* PROBLEM: Among the records, which lines include "oven"? List them.

[Saved data entries]

• • • •

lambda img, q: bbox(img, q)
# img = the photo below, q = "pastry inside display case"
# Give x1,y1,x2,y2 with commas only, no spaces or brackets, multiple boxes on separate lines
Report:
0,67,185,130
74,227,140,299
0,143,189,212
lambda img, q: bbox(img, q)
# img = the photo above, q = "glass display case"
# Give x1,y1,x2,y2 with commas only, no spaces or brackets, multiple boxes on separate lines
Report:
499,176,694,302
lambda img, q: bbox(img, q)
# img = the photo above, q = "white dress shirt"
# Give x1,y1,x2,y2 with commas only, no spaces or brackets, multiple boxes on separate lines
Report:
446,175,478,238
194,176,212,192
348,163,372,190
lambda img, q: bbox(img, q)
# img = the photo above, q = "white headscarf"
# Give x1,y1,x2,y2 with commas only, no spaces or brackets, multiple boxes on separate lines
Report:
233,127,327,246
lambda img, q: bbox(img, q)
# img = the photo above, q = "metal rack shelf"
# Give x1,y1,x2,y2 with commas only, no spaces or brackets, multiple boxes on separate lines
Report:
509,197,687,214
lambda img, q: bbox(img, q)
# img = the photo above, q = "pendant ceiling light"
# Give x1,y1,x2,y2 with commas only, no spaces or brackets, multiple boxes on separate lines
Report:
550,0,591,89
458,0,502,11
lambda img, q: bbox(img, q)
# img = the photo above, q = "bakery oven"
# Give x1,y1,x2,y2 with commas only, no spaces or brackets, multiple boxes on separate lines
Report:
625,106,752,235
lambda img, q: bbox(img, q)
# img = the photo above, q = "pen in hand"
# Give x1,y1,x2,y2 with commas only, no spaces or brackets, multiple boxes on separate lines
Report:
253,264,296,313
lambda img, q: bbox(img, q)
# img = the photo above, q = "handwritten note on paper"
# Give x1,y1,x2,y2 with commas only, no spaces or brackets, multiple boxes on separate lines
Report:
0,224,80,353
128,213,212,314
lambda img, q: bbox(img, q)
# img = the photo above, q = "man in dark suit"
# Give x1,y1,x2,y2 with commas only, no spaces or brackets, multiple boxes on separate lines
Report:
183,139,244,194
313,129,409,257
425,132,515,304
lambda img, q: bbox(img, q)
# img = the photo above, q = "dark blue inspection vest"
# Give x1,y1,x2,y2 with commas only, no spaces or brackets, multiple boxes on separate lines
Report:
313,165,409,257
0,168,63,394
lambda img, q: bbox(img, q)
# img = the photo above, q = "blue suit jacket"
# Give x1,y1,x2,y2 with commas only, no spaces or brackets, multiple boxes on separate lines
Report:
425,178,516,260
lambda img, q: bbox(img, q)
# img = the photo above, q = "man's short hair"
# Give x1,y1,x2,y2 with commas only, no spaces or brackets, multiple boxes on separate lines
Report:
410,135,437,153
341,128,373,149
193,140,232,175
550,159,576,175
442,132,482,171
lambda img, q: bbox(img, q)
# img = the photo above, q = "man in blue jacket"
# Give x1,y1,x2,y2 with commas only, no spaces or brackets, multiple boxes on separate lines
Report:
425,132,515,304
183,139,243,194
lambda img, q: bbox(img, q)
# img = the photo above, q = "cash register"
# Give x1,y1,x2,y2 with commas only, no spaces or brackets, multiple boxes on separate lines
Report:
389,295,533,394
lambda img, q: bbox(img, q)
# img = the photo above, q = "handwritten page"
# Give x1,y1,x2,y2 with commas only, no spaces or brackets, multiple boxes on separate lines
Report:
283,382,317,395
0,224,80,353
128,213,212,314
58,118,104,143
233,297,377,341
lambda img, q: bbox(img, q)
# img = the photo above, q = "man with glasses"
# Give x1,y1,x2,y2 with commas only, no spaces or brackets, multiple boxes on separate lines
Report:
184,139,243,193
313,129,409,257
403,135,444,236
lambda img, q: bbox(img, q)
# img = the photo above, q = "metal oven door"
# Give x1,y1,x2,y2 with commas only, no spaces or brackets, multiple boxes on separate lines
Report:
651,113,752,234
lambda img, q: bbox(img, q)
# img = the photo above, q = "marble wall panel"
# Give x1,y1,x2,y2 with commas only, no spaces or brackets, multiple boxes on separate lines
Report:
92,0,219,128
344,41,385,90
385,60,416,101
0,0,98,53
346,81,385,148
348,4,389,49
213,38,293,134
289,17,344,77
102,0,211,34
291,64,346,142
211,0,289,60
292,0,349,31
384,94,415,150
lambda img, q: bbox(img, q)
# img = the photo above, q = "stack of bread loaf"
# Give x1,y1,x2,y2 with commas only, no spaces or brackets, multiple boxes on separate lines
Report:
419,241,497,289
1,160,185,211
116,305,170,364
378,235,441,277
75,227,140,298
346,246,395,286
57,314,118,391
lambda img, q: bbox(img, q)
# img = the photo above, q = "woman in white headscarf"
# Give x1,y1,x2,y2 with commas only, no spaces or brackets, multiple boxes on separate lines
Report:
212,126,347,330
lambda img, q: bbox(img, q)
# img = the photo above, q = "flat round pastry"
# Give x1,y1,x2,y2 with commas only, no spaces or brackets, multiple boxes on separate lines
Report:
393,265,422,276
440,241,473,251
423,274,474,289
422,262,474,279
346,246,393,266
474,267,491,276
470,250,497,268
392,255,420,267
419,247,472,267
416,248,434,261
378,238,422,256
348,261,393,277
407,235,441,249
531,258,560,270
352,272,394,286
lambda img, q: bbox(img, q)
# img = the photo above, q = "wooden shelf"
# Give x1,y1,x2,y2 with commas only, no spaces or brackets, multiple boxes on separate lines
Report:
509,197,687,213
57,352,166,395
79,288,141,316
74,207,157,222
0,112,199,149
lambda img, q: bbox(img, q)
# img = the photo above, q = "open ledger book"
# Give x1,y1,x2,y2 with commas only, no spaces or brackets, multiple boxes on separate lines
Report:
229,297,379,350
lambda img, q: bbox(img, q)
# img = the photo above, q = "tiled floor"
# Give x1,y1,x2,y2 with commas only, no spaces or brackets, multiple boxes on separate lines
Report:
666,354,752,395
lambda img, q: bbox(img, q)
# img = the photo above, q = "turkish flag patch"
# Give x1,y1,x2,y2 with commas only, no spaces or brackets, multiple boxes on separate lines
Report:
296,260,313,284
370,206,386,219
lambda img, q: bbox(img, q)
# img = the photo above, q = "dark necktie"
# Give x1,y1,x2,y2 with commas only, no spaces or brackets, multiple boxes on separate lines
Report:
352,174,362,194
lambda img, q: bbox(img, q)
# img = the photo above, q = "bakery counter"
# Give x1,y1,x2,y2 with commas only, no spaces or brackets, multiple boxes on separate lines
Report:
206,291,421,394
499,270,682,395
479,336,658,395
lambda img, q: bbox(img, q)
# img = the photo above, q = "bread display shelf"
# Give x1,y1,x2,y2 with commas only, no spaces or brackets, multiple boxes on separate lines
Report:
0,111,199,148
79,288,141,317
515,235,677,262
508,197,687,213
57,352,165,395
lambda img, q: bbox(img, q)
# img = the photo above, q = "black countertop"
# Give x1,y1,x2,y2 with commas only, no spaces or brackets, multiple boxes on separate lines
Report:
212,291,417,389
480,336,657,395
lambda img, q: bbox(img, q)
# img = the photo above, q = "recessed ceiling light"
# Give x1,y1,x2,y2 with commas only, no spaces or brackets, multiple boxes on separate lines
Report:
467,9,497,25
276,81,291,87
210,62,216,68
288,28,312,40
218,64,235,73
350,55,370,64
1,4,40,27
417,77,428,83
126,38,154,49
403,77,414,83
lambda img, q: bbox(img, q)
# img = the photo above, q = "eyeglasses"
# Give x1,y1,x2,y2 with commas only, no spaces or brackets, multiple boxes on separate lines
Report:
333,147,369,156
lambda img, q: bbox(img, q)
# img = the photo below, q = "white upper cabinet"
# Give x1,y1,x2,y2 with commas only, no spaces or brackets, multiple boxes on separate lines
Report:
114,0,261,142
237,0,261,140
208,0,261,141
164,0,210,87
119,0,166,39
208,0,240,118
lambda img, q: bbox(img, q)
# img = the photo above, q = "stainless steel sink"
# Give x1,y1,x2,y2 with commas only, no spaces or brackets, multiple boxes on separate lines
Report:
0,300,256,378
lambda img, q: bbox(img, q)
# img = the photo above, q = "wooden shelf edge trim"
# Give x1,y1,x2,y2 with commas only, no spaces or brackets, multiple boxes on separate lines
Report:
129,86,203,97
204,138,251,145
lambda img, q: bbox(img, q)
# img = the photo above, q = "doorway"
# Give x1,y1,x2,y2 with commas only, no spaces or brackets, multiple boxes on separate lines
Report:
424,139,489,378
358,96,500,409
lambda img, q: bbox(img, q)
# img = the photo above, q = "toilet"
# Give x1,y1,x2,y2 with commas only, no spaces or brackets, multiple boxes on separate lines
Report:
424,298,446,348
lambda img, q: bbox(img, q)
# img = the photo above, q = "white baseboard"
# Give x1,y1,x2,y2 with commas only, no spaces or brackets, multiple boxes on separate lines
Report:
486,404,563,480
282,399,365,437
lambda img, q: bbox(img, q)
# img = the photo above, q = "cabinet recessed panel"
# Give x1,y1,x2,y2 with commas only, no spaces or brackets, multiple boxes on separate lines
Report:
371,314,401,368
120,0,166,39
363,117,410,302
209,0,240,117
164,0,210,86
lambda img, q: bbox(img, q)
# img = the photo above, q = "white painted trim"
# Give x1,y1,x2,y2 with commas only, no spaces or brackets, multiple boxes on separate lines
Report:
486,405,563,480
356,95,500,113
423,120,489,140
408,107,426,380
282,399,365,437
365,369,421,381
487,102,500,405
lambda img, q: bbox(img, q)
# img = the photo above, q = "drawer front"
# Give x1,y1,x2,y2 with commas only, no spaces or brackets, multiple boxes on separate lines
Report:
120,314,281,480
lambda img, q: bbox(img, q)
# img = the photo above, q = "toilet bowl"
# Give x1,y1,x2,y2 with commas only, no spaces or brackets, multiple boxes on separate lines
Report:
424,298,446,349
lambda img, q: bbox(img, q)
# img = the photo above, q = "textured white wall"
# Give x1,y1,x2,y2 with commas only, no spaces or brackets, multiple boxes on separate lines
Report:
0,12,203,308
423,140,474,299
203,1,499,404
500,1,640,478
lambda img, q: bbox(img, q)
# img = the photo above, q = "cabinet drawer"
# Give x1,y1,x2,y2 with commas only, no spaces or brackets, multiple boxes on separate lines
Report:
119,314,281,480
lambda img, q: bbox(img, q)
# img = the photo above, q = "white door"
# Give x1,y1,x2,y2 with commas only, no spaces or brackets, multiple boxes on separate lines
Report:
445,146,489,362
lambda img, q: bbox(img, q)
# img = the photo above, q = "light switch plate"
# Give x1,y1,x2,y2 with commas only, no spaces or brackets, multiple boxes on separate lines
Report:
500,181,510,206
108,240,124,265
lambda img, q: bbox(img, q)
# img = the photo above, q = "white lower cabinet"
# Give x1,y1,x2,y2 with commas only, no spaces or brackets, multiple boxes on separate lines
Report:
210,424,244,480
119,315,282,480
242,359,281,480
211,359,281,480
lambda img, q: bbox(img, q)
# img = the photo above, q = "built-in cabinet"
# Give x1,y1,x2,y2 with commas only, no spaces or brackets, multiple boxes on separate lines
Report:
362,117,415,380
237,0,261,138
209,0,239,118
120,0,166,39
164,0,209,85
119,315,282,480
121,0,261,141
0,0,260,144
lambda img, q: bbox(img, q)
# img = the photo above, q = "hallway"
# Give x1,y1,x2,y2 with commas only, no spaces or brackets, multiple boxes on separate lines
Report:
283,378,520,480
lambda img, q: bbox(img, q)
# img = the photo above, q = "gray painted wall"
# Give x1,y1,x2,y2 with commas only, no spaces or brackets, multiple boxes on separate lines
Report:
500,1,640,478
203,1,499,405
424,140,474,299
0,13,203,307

• • • •

* SOLUTION TO THIS TASK:
# img = the photo above, q = "bakery oven"
# img = the photo above, q = "metal oven door"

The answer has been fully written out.